#### What the task asks:
All that is wanted is the line with "of the lanyard" and each line after it to the end of the data below, set down exactly and without pictures.

#### Material provided:
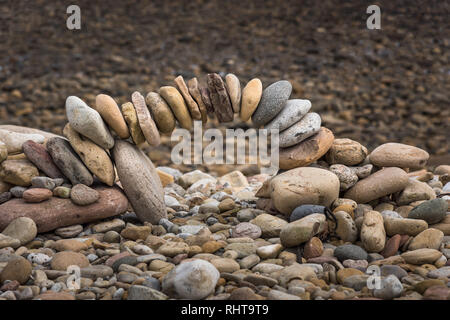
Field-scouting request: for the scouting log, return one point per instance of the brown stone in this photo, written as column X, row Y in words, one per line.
column 35, row 195
column 192, row 105
column 307, row 151
column 57, row 212
column 219, row 98
column 146, row 122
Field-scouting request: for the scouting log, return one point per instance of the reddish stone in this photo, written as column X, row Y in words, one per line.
column 40, row 157
column 437, row 293
column 391, row 246
column 36, row 195
column 57, row 212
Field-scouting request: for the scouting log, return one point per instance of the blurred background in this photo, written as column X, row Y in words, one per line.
column 372, row 86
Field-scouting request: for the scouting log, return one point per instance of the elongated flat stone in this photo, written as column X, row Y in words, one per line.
column 192, row 105
column 219, row 98
column 56, row 212
column 146, row 122
column 68, row 161
column 88, row 122
column 140, row 182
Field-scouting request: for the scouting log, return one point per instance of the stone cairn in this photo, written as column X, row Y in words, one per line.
column 309, row 232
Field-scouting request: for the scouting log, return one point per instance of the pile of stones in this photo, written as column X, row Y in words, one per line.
column 94, row 200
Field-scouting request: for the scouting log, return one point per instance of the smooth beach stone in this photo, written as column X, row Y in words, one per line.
column 432, row 211
column 307, row 151
column 234, row 91
column 110, row 112
column 380, row 184
column 273, row 100
column 3, row 151
column 130, row 116
column 160, row 110
column 399, row 155
column 251, row 95
column 176, row 102
column 140, row 182
column 36, row 195
column 306, row 185
column 14, row 140
column 39, row 156
column 191, row 104
column 146, row 122
column 204, row 92
column 306, row 127
column 194, row 90
column 219, row 98
column 68, row 162
column 346, row 151
column 293, row 111
column 56, row 212
column 83, row 195
column 18, row 172
column 88, row 122
column 24, row 229
column 191, row 280
column 94, row 157
column 302, row 230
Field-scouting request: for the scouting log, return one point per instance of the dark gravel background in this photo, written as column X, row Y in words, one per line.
column 370, row 85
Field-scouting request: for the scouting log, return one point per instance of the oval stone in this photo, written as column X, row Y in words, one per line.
column 399, row 155
column 140, row 182
column 293, row 111
column 88, row 122
column 273, row 99
column 377, row 185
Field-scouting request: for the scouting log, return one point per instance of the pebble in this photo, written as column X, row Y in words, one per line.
column 191, row 280
column 219, row 98
column 421, row 256
column 109, row 111
column 39, row 156
column 18, row 172
column 399, row 155
column 373, row 235
column 190, row 102
column 82, row 195
column 430, row 238
column 303, row 186
column 347, row 152
column 350, row 251
column 195, row 93
column 130, row 116
column 88, row 122
column 391, row 288
column 176, row 102
column 251, row 96
column 273, row 100
column 306, row 127
column 93, row 157
column 140, row 182
column 160, row 110
column 246, row 229
column 18, row 269
column 14, row 140
column 377, row 185
column 432, row 211
column 62, row 192
column 68, row 162
column 302, row 230
column 145, row 119
column 59, row 212
column 23, row 229
column 36, row 195
column 306, row 152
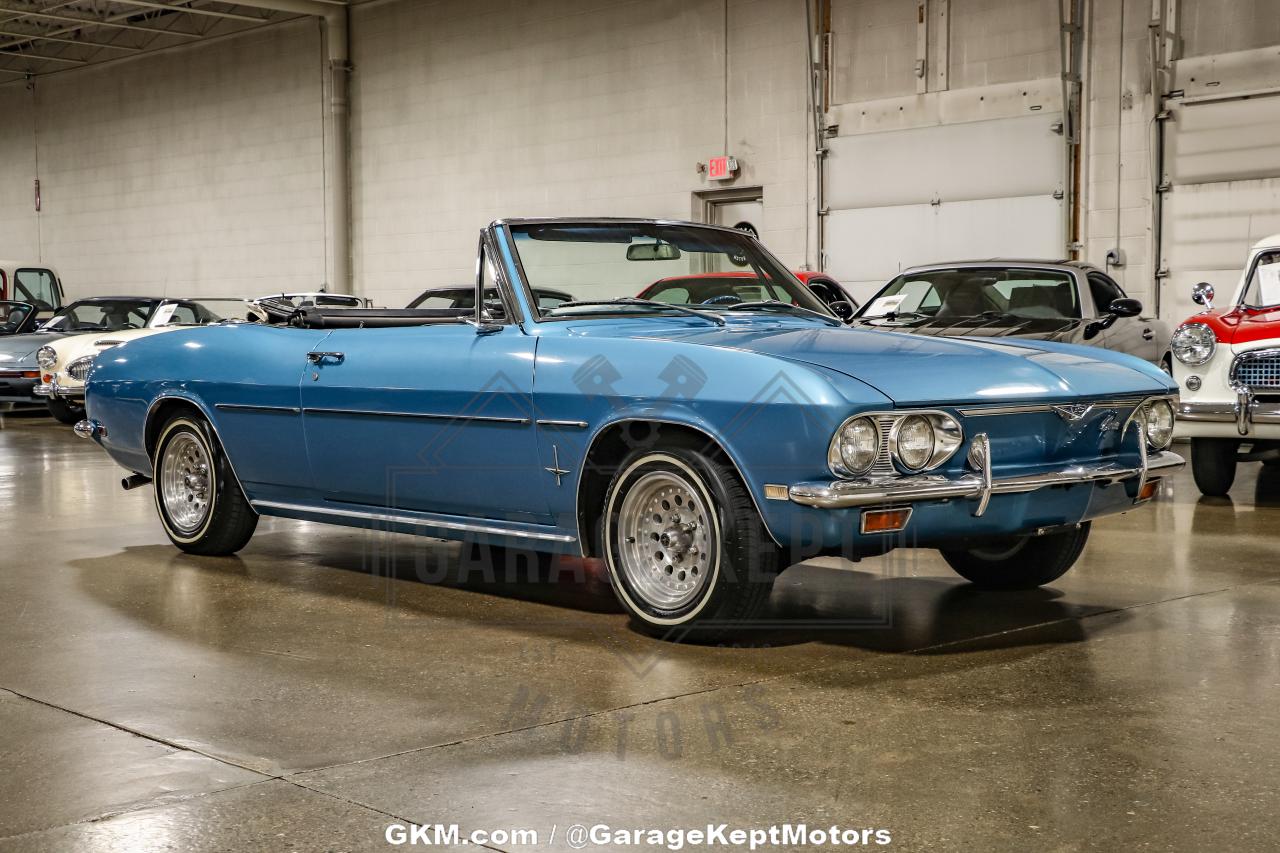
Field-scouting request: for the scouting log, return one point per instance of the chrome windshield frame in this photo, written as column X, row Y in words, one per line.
column 525, row 287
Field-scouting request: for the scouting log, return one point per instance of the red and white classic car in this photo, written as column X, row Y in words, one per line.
column 1226, row 361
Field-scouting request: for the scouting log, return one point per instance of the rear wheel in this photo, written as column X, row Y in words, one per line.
column 1214, row 464
column 1020, row 562
column 197, row 496
column 65, row 413
column 685, row 546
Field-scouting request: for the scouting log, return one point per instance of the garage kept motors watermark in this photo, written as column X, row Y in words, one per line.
column 598, row 835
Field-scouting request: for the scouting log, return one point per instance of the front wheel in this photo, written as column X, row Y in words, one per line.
column 197, row 496
column 1020, row 562
column 1214, row 464
column 685, row 546
column 65, row 413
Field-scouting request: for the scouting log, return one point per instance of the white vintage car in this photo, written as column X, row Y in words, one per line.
column 1226, row 361
column 64, row 364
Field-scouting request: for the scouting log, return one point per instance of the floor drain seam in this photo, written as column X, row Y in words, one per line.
column 106, row 816
column 137, row 733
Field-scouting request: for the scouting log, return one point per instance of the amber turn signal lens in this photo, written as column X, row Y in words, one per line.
column 885, row 520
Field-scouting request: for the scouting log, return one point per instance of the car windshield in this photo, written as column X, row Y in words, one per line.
column 13, row 315
column 968, row 292
column 465, row 297
column 204, row 311
column 103, row 315
column 1264, row 287
column 609, row 268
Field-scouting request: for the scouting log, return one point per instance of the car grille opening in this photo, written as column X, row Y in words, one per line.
column 1257, row 370
column 80, row 369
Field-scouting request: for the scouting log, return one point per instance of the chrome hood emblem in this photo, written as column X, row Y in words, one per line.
column 1074, row 413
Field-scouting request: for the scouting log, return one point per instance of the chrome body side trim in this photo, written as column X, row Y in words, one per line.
column 924, row 487
column 423, row 415
column 1024, row 409
column 982, row 445
column 283, row 410
column 421, row 520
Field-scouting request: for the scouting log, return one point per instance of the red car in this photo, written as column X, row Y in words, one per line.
column 727, row 288
column 1226, row 361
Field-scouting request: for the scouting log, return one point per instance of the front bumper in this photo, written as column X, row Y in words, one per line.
column 1246, row 414
column 979, row 487
column 73, row 393
column 17, row 387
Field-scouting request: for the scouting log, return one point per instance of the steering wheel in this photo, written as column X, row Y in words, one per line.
column 723, row 299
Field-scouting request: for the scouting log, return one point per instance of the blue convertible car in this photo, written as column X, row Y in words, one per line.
column 696, row 445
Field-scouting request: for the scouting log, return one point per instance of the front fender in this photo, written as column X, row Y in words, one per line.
column 773, row 418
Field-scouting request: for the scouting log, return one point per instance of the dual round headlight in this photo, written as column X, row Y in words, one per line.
column 1193, row 343
column 1159, row 423
column 915, row 442
column 854, row 447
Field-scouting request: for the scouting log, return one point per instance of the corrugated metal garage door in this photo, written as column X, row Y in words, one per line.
column 1223, row 168
column 942, row 192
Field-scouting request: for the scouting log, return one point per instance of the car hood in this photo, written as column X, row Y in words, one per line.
column 74, row 346
column 1065, row 329
column 1239, row 325
column 22, row 347
column 915, row 369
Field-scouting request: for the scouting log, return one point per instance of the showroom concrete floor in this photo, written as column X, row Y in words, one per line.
column 298, row 698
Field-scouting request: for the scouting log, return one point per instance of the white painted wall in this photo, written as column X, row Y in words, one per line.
column 18, row 227
column 192, row 172
column 466, row 113
column 200, row 169
column 965, row 169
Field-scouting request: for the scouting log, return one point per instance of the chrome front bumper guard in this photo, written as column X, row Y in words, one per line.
column 1244, row 413
column 54, row 389
column 979, row 486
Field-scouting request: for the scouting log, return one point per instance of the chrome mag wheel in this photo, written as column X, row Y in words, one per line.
column 186, row 482
column 666, row 544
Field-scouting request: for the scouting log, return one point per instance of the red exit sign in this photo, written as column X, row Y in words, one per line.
column 721, row 168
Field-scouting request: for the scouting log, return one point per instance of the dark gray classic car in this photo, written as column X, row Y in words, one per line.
column 1066, row 301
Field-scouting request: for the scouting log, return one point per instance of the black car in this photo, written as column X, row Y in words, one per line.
column 17, row 318
column 1066, row 301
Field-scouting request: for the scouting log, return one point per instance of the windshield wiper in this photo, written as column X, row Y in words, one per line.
column 645, row 304
column 897, row 315
column 778, row 305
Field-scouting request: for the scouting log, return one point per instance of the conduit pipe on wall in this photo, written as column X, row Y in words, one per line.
column 337, row 165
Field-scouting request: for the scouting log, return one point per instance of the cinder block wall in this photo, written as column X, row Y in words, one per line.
column 192, row 172
column 18, row 226
column 201, row 169
column 466, row 113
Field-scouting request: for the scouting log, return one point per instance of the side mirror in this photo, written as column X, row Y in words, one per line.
column 842, row 309
column 1125, row 308
column 1203, row 295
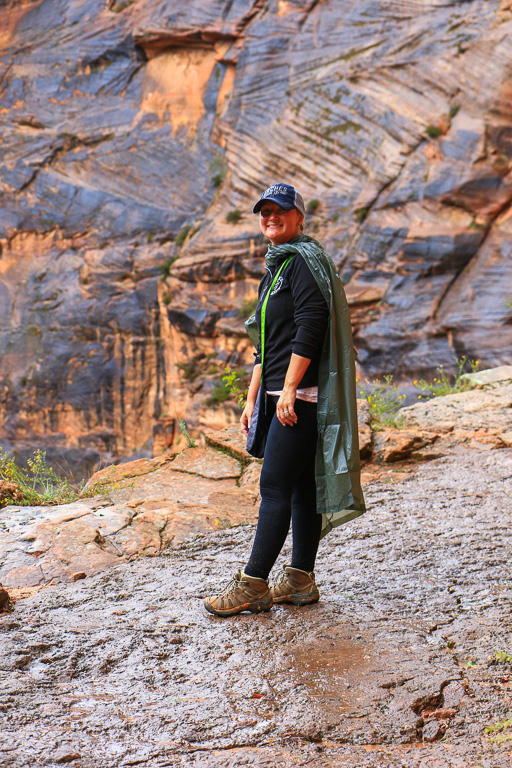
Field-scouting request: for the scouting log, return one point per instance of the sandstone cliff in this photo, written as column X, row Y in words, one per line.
column 130, row 129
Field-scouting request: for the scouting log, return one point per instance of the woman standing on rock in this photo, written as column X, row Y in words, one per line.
column 302, row 402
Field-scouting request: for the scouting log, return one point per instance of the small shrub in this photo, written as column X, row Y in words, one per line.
column 433, row 131
column 384, row 400
column 165, row 269
column 231, row 381
column 498, row 733
column 444, row 385
column 218, row 169
column 182, row 236
column 503, row 657
column 190, row 370
column 234, row 216
column 39, row 485
column 220, row 394
column 191, row 443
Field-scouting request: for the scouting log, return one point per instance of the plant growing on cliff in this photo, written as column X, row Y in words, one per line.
column 234, row 216
column 231, row 381
column 446, row 385
column 384, row 400
column 38, row 483
column 191, row 443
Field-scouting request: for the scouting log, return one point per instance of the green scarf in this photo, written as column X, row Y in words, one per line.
column 338, row 484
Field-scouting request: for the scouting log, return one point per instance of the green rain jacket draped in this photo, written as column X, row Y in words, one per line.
column 338, row 475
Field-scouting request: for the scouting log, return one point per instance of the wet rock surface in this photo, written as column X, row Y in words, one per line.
column 395, row 666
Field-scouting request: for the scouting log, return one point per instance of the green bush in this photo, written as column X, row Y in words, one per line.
column 433, row 131
column 39, row 484
column 182, row 236
column 234, row 216
column 384, row 400
column 448, row 385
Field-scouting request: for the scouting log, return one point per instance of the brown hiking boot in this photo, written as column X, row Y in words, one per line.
column 243, row 593
column 295, row 586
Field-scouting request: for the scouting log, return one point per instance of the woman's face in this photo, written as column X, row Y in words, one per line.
column 278, row 225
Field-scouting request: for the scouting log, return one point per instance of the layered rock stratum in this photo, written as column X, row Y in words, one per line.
column 131, row 129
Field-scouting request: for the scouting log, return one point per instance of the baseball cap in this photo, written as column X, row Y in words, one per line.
column 284, row 195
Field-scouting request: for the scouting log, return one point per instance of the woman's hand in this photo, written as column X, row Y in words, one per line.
column 246, row 418
column 252, row 396
column 285, row 408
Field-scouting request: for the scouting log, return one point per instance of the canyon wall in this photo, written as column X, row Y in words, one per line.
column 135, row 138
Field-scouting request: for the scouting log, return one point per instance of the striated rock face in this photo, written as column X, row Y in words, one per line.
column 129, row 130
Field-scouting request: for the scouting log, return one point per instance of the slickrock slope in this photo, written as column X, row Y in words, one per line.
column 130, row 129
column 149, row 506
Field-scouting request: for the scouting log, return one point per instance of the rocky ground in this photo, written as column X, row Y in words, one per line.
column 396, row 666
column 405, row 661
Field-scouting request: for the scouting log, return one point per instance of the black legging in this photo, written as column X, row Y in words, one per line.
column 288, row 492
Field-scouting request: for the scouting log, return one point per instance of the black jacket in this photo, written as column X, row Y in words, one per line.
column 296, row 321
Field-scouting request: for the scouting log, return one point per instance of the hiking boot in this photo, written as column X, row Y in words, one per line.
column 243, row 593
column 295, row 586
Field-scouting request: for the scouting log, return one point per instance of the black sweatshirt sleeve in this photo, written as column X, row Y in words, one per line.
column 311, row 313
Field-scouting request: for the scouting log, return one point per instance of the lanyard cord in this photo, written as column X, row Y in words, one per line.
column 264, row 309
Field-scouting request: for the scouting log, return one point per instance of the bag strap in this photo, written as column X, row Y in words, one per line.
column 264, row 308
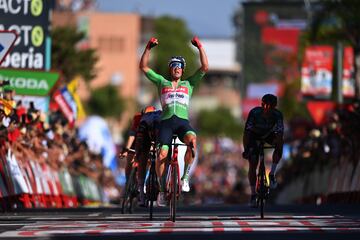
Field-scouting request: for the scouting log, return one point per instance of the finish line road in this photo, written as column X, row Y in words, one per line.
column 205, row 222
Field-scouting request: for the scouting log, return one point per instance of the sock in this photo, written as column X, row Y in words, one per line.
column 273, row 169
column 252, row 188
column 186, row 171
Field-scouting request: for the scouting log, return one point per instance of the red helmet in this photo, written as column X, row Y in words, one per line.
column 148, row 109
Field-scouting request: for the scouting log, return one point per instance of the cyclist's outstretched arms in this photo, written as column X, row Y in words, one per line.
column 203, row 58
column 144, row 61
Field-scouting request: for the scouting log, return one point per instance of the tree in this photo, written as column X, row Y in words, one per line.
column 174, row 40
column 218, row 122
column 106, row 102
column 67, row 58
column 338, row 20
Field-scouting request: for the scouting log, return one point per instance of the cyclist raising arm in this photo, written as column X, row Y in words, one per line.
column 175, row 97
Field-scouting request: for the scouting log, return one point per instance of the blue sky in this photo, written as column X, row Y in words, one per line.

#### Solution to this task:
Field-scouting request: for the scouting log, return one point per instance of the lanyard cord in this photo, written as column X, row Y in words, one per line.
column 264, row 309
Field-scouting request: for the scouting log, return one point per instance of the bag strap in this photo, written as column X, row Y in words, one per line.
column 264, row 308
Field-scouting request: for the scouting log, return one point per instance of the finish line road in this photo, written as column X, row Y in words, one per line.
column 205, row 222
Field-scouting request: for the scouting log, return one point per instance of the sock in this photo, written as column X, row Y in words, one per line.
column 273, row 169
column 252, row 188
column 186, row 171
Field-scouting request: for the scouting log, return one point per instance of the red helmet in this photo, written as column X, row Y in words, one per line.
column 148, row 109
Field-scouting request: for the scouting log, return one point per instance of the cyclist's outstretched arms in this photo, written as column X, row Y in words, one per line.
column 203, row 58
column 144, row 61
Field-scouting request: for the scouting log, return one point per instance of the tree in this photo, written as column X, row Y in words, one per line.
column 174, row 40
column 218, row 122
column 106, row 102
column 67, row 58
column 338, row 20
Field-scouting request: for the scouting log, return one point per instance of the cyclist raising arm in this photo, written as column X, row Y in words, one per line.
column 175, row 97
Field-scouting request: for the scouting log, return one point per instance of the blue sky in this photo, written as column X, row Y in words, one per line.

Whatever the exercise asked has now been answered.